# Bleichenbacher 1998 “Million message attack” on RSA

I have been reading Bleichenbacher's 1998 paper on a forged message attack on RSA. The paper assumes access to an Oracle that takes a ciphertext $c$ and will check the decrypted text for valid PKCS #1 padding and returns the validity of the padding. This side-channel can be used for an attack since we can send a forged ciphertext by selecting random integers $s$ and compute:

$c' = cs^{e}\, \mbox{mod}\, n$

If $c'$ is PKCS conforming we know that the two most significant bytes of $ms = c'^{d} \mbox{mod}\,n$ were equal to 0x00 0x02. If we define

$B=2^{8(k-2)}$

where $k$ is the length of $n$ in bytes, then we know

$2B\leq ms\,\mbox{mod}\,n<3B$

Now we have a range $M_{0}$ in which we know $ms$ to lie:

$M_{0} = {[2B, 3B-1]}$

The attack now proceeds by iteratively generating more valid forged ciphertexts for integers $s_{i}$ and with the gained knowledge reduce the range of $M_{i}$

I am having trouble understanding Step 3 in the paper which deals with narrowing the set of solutions:

$M_{i} \leftarrow \cup_{a, b, r} \lbrace [\mbox{max}(a, [\frac{2B+rn}{s_{i}}]), \mbox{min}(b, [\frac{3B-1+rn}{s_{i}}])]\rbrace$

for all $[a,b] \in M_{i-1}$ and $\frac{as_{i}-3B+1}{n}\leq r< \frac{bs_{i}-2B}{n}$

How would this be implemented in code? It looks to me that we would need to compute each range for every $r$ within the specified bounds e.g.:

for (r=r_min; r<r_max; ++r)

* DATA LINES *
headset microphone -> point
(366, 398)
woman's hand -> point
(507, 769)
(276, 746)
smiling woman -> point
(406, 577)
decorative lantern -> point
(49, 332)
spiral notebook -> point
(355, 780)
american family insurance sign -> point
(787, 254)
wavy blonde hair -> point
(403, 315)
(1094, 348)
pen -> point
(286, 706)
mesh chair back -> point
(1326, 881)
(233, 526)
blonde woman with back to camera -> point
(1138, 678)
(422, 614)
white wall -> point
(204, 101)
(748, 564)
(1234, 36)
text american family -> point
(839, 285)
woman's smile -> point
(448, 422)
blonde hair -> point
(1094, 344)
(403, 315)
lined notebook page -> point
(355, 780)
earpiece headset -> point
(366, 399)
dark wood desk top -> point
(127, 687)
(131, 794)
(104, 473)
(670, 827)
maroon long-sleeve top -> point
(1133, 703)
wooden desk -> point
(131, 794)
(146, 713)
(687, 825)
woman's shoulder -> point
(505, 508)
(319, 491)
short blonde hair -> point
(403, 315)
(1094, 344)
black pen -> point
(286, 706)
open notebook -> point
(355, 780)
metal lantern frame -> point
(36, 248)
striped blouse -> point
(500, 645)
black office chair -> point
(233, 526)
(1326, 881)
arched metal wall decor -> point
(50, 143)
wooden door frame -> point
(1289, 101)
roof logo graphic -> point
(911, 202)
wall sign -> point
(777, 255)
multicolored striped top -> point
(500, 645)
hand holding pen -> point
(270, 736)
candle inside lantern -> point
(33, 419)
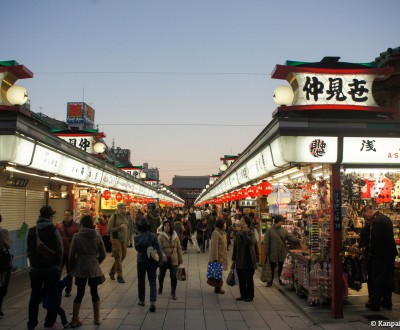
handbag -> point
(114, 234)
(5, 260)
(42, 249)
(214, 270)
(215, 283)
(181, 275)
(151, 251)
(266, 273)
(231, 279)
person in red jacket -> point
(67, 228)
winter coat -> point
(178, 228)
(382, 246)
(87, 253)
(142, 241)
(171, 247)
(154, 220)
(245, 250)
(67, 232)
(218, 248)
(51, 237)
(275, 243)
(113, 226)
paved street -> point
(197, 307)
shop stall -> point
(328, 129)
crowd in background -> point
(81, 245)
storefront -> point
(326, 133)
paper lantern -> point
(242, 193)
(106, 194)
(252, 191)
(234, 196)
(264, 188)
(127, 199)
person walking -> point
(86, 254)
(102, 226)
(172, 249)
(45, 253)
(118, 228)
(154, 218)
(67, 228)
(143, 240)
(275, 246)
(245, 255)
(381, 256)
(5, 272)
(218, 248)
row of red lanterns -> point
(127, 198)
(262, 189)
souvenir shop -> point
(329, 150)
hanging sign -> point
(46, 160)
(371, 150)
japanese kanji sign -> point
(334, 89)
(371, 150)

* WHAT YOU HAVE TO DO *
Repeat word for word the part of the passage on Bleichenbacher's attack that runs from "I am having" up to and including "(r=r_min; r<r_max; ++r)". The records have no connection to the passage on Bleichenbacher's attack.

* WRITTEN RESPONSE *
I am having trouble understanding Step 3 in the paper which deals with narrowing the set of solutions:

$M_{i} \leftarrow \cup_{a, b, r} \lbrace [\mbox{max}(a, [\frac{2B+rn}{s_{i}}]), \mbox{min}(b, [\frac{3B-1+rn}{s_{i}}])]\rbrace$

for all $[a,b] \in M_{i-1}$ and $\frac{as_{i}-3B+1}{n}\leq r< \frac{bs_{i}-2B}{n}$

How would this be implemented in code? It looks to me that we would need to compute each range for every $r$ within the specified bounds e.g.:

for (r=r_min; r<r_max; ++r)